Directions:
**a)** Repeat the passage of the deletion discussion starting at "- No problem." and ending at "results at all.".
**b)** According to the deletion discussion, why does SKissel call the statement "I did not put the article here, but I am updating it from time to time." a lie?
**c)** Write the next part of the deletion discussion, picking up after its final comment.

Text block:
Do I understand your point correctly as "People who disagree to keep the page have an objective basis"? Does that mean that solely people who vote for keeping the page are subjective? If yes, we should call this Marcus' Law and apply it to elections. I regard such an action to be of great fun for all parties. -- Paniq 02:20, 8 Feb 2005 (UTC)
- No problem. I have yet to encounter true objectivity. Even the article about objectivity seems to be unable to define it sufficiently in an objective way, which is a rather amusing observation, contradicting your statement. "People say" is subjective judgement of notability at its best. I doubt that, unless one rests among the spirits and thus is above all material things, one is able to produce any "objective" results at all.
- Let me introduce myself: I'm scamp/vacuum, active member of the demoscene, and I know Paniq for years now. I'm also the main organizer of the Breakpoint party where paniq won competitions at. I highly respect paniq for his work. That being said: I also respect Wikipedia, and I think it should be free from self promotion. This article clearly is. And sorry, "I did not put the article here, but I am updating it from time to time." is a blatant lie. The article was originally created from the IP 212.202.50.46 which resolves to port-212-202-50-46.dynamic.qsc.de and traces to Frankfurt/Germany, and paniq right now is online on IRC at 212.202.50.103, which resolves to port-212-202-50-103.dynamic.qsc.de. Also back in 2004 he told everyone on IRC how funny it was to create his own entry about himself on Wikipedia. While I really welcome recent efforts from RadMan1 and others to add articles about the demoscene to Wikipedia, I don't think it makes sense to now add each and every scener to Wikipedia - and well, the list of people more "important" (and therefore would need to be added first) to the scene than paniq is quite long (though that list for RaD Man would be much, much longer ;) - Delete or Userfy -- SKissel
- User is a sockpuppet or brand new. 2 edits in total... both on this VfD. ALKIVAR™ 07:11, 12 Feb 2005 (UTC)
- Are you kidding me? Who should I be a sockpuppet of being against keeping this article? Also I've already pointed out above that I'm the main organizer of the biggest demoscene party world-wide, which already should give me some credibility regarding demoscene related topics, right? I also know paniq personally for years, and what's more - YOU even know me, you've joined a group I was a member of - UCF. Sorry, but if you wish to do votefaking on this topic, please come up with something less stupid :) SKissel 21:38, 12 Feb 2005 (UTC)

Extracted material:
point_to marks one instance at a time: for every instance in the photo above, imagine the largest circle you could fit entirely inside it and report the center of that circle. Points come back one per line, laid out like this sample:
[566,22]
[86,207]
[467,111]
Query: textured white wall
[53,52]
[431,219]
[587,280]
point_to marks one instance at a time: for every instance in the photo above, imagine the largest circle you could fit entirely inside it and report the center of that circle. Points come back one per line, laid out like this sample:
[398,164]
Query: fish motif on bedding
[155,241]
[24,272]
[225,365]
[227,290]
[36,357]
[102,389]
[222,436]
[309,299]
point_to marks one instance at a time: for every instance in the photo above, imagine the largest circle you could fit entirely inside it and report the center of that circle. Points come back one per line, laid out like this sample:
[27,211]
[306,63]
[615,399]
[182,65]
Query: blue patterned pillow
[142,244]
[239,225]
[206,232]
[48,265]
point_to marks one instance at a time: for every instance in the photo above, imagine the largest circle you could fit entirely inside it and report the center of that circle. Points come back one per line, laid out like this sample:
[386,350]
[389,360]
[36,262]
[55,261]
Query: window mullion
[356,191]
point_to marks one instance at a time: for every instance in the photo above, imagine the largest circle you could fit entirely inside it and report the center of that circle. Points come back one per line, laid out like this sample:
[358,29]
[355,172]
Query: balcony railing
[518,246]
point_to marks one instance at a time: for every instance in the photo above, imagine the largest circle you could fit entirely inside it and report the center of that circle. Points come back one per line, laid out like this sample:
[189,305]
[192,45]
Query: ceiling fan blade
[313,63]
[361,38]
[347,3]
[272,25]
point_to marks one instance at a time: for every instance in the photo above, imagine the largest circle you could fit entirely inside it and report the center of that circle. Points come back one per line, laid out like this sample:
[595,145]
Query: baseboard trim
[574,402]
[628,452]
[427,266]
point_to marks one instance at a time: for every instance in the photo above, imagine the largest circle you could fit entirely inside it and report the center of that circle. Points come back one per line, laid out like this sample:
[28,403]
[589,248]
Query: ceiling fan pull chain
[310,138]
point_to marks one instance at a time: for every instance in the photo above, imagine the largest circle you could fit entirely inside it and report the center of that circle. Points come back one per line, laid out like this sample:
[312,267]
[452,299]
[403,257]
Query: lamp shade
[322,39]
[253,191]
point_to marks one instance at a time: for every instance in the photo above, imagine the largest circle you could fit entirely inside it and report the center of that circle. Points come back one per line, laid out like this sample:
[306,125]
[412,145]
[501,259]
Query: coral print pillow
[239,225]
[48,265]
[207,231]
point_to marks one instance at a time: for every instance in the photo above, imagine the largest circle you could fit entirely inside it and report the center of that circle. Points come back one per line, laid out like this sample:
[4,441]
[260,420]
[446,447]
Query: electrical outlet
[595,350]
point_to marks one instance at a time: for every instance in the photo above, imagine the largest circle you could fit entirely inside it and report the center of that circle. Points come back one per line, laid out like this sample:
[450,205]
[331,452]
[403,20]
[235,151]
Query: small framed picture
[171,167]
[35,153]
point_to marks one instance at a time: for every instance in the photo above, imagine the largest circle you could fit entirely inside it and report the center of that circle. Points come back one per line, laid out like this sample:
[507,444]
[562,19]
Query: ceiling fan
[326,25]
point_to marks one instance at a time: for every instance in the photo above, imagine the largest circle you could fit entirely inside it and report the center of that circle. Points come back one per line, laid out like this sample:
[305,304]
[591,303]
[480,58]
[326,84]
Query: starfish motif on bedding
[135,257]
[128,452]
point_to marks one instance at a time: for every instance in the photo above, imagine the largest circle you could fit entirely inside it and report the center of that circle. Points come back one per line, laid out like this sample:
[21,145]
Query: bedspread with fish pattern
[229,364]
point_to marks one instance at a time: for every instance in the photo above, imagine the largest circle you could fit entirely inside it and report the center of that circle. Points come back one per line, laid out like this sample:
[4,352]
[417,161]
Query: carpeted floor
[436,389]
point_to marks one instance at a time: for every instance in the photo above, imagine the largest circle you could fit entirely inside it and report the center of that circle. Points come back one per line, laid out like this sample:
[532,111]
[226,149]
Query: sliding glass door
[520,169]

Responses to the exercise:
**a)**
- No problem. I have yet to encounter true objectivity. Even the article about objectivity seems to be unable to define it sufficiently in an objective way, which is a rather amusing observation, contradicting your statement. "People say" is subjective judgement of notability at its best. I doubt that, unless one rests among the spirits and thus is above all material things, one is able to produce any "objective" results at all.

**b)** SKissel says the article was first created from the IP 212.202.50.46, which resolves to port-212-202-50-46.dynamic.qsc.de. At the same time, paniq is online on IRC at 212.202.50.103, which resolves to port-212-202-50-103.dynamic.qsc.de. SKissel also says that in 2004 paniq told everyone on IRC how funny it was to create his own Wikipedia entry.

**c)**
- Scamp if thats who you REALLY are (stands to be verified still) you should read the rules and know that new users votes are discounted on VfD, get a few edits on articles under your belt (that are not just on VfD) if you wish to influence a vote in the future. ALKIVAR™ 23:04, 12 Feb 2005 (UTC)
- Apparent personal attack against User:Alkivar removed. Please see Wikipedia:No personal attacks Thryduulf 21:59, 12 Feb 2005 (UTC)
- Thryduulf please in the future, dont bother defending me, I can do it for myself thanks. ALKIVAR™ 23:04, 12 Feb 2005 (UTC)
- Are you kidding me? Who should I be a sockpuppet of being against keeping this article? Also I've already pointed out above that I'm the main organizer of the biggest demoscene party world-wide, which already should give me some credibility regarding demoscene related topics, right? I also know paniq personally for years, and what's more - YOU even know me, you've joined a group I was a member of - UCF. Sorry, but if you wish to do votefaking on this topic, please come up with something less stupid :) SKissel 21:38, 12 Feb 2005 (UTC)
- Thank you for your comments. Please log in and sign your comments in order for your vote to be fairly counted upon the closing of this discussion. —RaD Man (talk) 23:55, 9 Feb 2005 (UTC)
- The article had been here before as I was told later on, but got flagged for deletion. It is true that I reopened it. It is true that I posted the articles URL on IRC as I do with all stuff that is covering my lowness. It is not true that I "told everyone on IRC how funny it was", however I was surprised that the article remained, thus it seemed to own a certain right to be there. I agree with scamp that there are a lot of people who should be added here first. My lifeline is rather young, so there is not much to mention here yet. I am quite confident that the article will be reopened in a few years. -- Paniq 02:20, 8 Feb 2005 (UTC)
- User is a sockpuppet or brand new. 2 edits in total... both on this VfD. ALKIVAR™ 07:11, 12 Feb 2005 (UTC)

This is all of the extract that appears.